--- PROVIDED PASSAGE ---
◆ ◆ ◆

Spring Into Your Better Weather Activities Pain-Free
As the weather gets warmer and the days get longer, a lot of people are eager to resume their favourite outdoor activities, especially when you’re not sure the nice weather will last. If you haven’t been moving as much all winter, a quick jump into active outdoor activities can lead to musculoskeletal pain. Whether you want to start spending all day in the garden, go on a family bike ride or dust off your tennis racket and head to the court, it’s important to make sure that you can enjoy your favourite spring activities without experiencing pain or injury. Massage therapy can help you enjoy your outdoor spring activities without putting yourself out of commission.
Many people take the first hint of spring weather as the opportunity to work on their garden. Gardening is a great way to increase your physical activity and gain social, psychological and personal enrichment. Leisure-related physical activity like gardening can have a positive impact on quality of life. However, being frequently engaged in vigorous gardening activities can increase your risk of low back pain. Regular gardeners are often in the same potentially uncomfortable position for long periods of time, which also puts them at risk of general joint pain and muscle stiffness.

◆ ◆ ◆

--- SUPPLIED MATERIAL ---
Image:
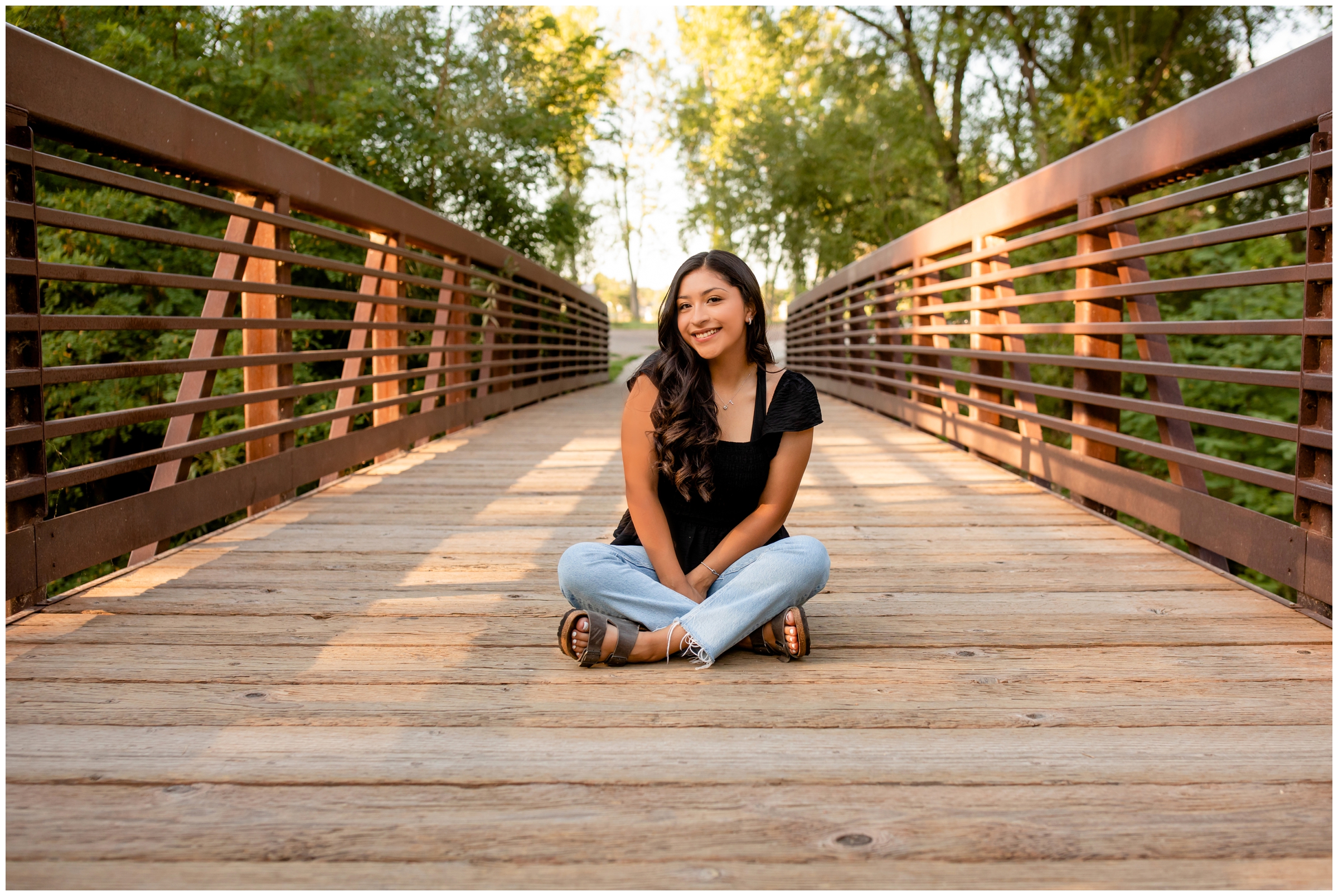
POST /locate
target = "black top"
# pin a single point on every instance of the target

◆ ◆ ◆

--- EXERCISE INSTRUCTIONS ---
Name every specific type of pain that the passage on spring outdoor activities mentions.

--- REPLY ---
- Musculoskeletal pain
- Low back pain
- General joint pain